## Goal of the exercise
Reproduce the entire listing word for word.

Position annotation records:

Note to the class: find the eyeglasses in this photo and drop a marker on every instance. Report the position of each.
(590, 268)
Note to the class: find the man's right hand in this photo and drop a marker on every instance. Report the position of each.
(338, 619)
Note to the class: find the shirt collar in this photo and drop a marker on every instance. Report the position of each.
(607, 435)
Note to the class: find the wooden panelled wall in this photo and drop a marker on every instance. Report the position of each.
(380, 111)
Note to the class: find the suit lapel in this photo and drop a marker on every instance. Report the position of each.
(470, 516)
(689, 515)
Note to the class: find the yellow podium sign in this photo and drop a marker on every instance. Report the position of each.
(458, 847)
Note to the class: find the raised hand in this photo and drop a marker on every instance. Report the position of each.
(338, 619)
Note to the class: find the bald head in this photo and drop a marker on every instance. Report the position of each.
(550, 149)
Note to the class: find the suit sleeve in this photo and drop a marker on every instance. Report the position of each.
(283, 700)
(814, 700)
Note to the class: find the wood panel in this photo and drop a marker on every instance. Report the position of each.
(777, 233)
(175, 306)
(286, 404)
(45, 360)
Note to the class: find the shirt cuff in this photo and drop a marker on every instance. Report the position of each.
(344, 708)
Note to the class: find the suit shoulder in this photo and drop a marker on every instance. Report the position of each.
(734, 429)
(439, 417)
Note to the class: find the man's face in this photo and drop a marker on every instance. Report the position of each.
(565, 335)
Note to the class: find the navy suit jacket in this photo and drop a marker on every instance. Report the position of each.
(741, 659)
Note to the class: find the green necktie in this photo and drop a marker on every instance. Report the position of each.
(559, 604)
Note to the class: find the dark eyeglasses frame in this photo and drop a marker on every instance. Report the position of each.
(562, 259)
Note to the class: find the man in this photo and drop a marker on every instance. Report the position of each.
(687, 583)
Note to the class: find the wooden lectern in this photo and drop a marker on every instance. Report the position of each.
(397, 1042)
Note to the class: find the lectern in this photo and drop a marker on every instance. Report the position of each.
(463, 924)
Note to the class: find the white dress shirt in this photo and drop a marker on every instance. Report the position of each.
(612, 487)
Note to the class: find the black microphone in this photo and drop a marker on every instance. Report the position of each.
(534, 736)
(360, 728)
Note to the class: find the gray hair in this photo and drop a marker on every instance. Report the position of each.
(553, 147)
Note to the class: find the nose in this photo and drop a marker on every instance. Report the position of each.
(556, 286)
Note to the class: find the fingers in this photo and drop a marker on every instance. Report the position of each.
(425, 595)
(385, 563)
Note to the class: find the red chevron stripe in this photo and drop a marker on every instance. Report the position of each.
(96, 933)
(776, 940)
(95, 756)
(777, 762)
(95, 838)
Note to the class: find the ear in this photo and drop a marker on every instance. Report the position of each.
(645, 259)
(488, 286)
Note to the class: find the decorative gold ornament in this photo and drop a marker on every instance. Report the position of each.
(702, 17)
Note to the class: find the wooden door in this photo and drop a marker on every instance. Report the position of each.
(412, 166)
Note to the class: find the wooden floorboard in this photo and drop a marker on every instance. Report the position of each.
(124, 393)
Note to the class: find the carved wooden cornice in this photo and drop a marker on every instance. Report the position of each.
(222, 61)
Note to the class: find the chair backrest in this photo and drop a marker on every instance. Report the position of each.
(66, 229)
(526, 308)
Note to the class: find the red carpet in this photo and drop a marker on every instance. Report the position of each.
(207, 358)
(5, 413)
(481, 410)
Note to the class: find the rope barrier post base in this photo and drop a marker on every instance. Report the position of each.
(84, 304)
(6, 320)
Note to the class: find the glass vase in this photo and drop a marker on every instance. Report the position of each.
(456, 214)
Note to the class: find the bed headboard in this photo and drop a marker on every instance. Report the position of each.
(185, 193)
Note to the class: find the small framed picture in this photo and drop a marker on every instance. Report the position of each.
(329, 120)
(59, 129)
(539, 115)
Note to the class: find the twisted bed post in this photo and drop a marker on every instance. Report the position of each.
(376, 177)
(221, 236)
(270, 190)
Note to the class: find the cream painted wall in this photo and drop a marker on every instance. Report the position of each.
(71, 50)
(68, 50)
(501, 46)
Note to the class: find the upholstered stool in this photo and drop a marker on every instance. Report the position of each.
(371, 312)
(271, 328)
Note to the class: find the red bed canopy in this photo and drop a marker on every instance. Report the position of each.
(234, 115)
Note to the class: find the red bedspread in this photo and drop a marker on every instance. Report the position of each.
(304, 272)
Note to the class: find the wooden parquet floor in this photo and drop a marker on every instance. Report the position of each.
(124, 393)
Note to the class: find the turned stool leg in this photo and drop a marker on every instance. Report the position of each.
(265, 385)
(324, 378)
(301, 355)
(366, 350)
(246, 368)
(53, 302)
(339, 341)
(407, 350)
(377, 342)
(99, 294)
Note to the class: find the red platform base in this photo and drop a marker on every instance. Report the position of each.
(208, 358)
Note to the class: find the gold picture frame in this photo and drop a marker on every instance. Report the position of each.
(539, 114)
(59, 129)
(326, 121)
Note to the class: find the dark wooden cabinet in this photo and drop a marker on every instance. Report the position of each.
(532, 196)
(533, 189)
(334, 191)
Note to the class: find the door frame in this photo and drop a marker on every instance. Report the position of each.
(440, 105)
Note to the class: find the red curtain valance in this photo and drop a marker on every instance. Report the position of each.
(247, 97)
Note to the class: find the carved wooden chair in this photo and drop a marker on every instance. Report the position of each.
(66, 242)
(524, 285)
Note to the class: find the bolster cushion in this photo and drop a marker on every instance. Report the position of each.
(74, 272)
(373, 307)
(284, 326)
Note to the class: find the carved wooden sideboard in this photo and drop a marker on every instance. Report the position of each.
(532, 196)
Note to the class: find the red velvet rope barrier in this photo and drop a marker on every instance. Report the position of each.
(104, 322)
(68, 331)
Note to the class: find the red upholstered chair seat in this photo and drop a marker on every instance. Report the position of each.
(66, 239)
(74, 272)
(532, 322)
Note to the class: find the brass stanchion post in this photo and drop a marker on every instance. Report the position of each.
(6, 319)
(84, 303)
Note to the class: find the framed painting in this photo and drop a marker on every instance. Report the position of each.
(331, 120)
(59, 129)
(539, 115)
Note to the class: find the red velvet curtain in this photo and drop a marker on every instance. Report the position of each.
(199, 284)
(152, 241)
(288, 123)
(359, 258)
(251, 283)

## The response
Note to the class: find the eyeglasses in this photo and drop a marker on every instance. Report the position of each.
(590, 268)
Note to the class: find the man's right hand in this photo and drop a marker on every instance. Report the position of each.
(338, 619)
Note to the class: find the shirt collar in this photo and drop a marker on every instance. Report the position of each.
(607, 435)
Note to the class: find the wooden panelled wall in this photo and drop a marker on every instance. Report the position of each.
(380, 111)
Note to the class: find the suit lapel in this photo and drop a marker on every instance. Report the position of each.
(470, 516)
(689, 515)
Note to the class: find the yellow podium sign in this photo and drop a marker on every instance. Report the position of each.
(458, 847)
Note to the class: find the raised hand in this photo and drop a marker on every instance. Report the position of each.
(338, 619)
Note to the class: find the bald head in this photo and drop a marker on every instance. Report the position of each.
(550, 149)
Note to the class: find the suit sleeve in this photo and drop a marker on every instance. Report the position of each.
(283, 700)
(814, 700)
Note to the class: find the wood panel in this photo and drop a marker on every instance. Report the position of each.
(777, 233)
(175, 306)
(286, 404)
(45, 360)
Note to the class: find the shirt cuff in this photo and drop a marker on every instance. Report the position of each.
(344, 708)
Note to the class: find the suit shoulder in this photo and drop a marker on every instance. Report the position of each.
(734, 429)
(439, 417)
Note to the class: find the man's face in this photo and drop a marker on every instance. Report the position of each.
(565, 335)
Note to the class: find the navy suit jacket in this photo and drop a marker on every instance. Report the position of each.
(741, 659)
Note to the class: find the green necktie in this photo and drop a marker on every instance. Report the position of each.
(559, 604)
Note to the class: find the dark eyeglasses frame in this photo and drop a marker on every instance. Report the position of each.
(562, 259)
Note to the class: find the man in this photo and drop a marker on every instance. Report the position of each.
(687, 583)
Note to the class: find the wooden lectern in this photo and drop a marker on every instance. Report the position of each.
(397, 1042)
Note to the class: find the lectern in this photo and drop a marker on every instance. Report the position of each.
(463, 924)
Note to the class: find the white dress shirt in this photo and drop a marker on every instance. Report the position of each.
(612, 487)
Note to the class: find the black microphone in this photo and drop a marker on every instance. Report the position of each.
(534, 736)
(360, 728)
Note to the class: find the gray hair in this photo and drop a marker on every instance. Report the position of each.
(553, 147)
Note to the class: find the nose in this photo and drop a marker on every instance. Report the position of each.
(556, 286)
Note to the class: find the fingers in this photo and drop a marker on every instance. Report the position of each.
(425, 595)
(385, 563)
Note to the class: find the red chevron stripe in this photo and drop a marker on every instance. Report the position of each.
(96, 933)
(776, 940)
(95, 756)
(777, 762)
(95, 838)
Note to the class: find the ear in this photo and drop a marker on every instance. Report the position of each.
(645, 259)
(488, 286)
Note to the class: find the decorative gold ornament in this photo and drop a marker on every instance. Report the position of each.
(702, 17)
Note to the class: find the wooden door in this photo and drop a marker on every instance. Report the position of each.
(412, 166)
Note to the class: find the wooden floorboard in this photo and drop a marker on every instance. Report the position of each.
(124, 393)
Note to the class: find the carved wooden cornice in this photo and drop a marker on every instance. Report the position of each.
(222, 61)
Note to the class: find the chair backrest in this photo and drop a marker on every instance. Report the position of each.
(66, 229)
(526, 308)
Note to the class: find the red carpet in this photo and drop a marker on every instance. Report the position of each.
(207, 358)
(5, 413)
(481, 410)
Note to the class: find the rope barrier post base in this photo and drop a marker on every instance. Report the position of each.
(84, 304)
(6, 320)
Note to the class: find the glass vase in this photo and drop a marker on every instance. Report the position of each.
(456, 214)
Note to the class: find the bed headboard in this photo and drop a marker on every instance. Report the position of each.
(185, 193)
Note to the class: find the small framed picture in this photo and drop a marker on every instance. Report the position of each.
(329, 120)
(59, 129)
(539, 115)
Note to the class: find the twisted bed post in this photo and drop a marker on every instance. Report the position of each.
(376, 177)
(221, 236)
(270, 190)
Note to the class: find the cream painted wall in this photo and drop a marker on every instance. Report the position of each.
(71, 50)
(68, 50)
(501, 46)
Note to the class: find the upholstered stool in this photo and drop a marker on every instance. Report the position of each.
(371, 312)
(271, 328)
Note to the class: find the red bed canopy in this photo and drop a marker on every instance. Report the position of each.
(234, 115)
Note to the class: find the red bedspread in this photo and drop a marker on every instance. Report the position of each.
(304, 272)
Note to the class: find the wooden parquet floor in this photo and drop a marker on every instance. Report the position of each.
(124, 393)
Note to the class: find the turned stool leg in this photo and drop a marker on every instance. Report the position of each.
(265, 385)
(324, 378)
(301, 355)
(366, 350)
(246, 368)
(53, 302)
(339, 341)
(407, 350)
(377, 342)
(99, 294)
Note to the class: find the red platform base in this photo and drop a marker on every instance. Report the position of each.
(208, 358)
Note to the class: find the gold picture frame in this photo and drop a marker on every instance. Report the position of each.
(539, 114)
(59, 129)
(326, 121)
Note to the class: find the dark wooden cabinet in this photo and drop a marker on every instance. Report the position of each.
(532, 196)
(533, 189)
(334, 191)
Note to the class: find the door frame in this photo and drop a marker on every instance. Report the position of each.
(440, 105)
Note to the class: find the red curtain valance in this photo and drop a marker on every instance. Report the position of each.
(247, 97)
Note to the class: find the carved wooden chair in this photo and drop a marker on every instance. Report the position of each.
(66, 242)
(524, 285)
Note to the class: find the bolster cushion in this photo and drop a marker on every instance. Report the position of each.
(74, 272)
(373, 307)
(284, 326)
Note to the class: find the carved wooden sideboard in this photo and drop a marker on every instance. Report the position of each.
(532, 196)
Note to the class: find the red velvet rope barrier in this photo and drop a marker on every instance. Report the position of each.
(104, 322)
(68, 331)
Note to the class: find the red upholstered chair seat in this photo and drop a marker on every instance. Report the position of each.
(66, 239)
(74, 272)
(532, 322)
Note to the class: find the brass stanchion post in this photo and drop a marker on every instance. Report the position of each.
(6, 319)
(84, 303)
Note to the class: find the framed painting in this photo and drop a marker on every instance. Report the position of each.
(331, 120)
(59, 129)
(539, 115)
Note to the class: find the red velvet curtain in this photo and drop a marker on every instance. Report the position of each.
(199, 284)
(152, 241)
(288, 123)
(359, 258)
(251, 283)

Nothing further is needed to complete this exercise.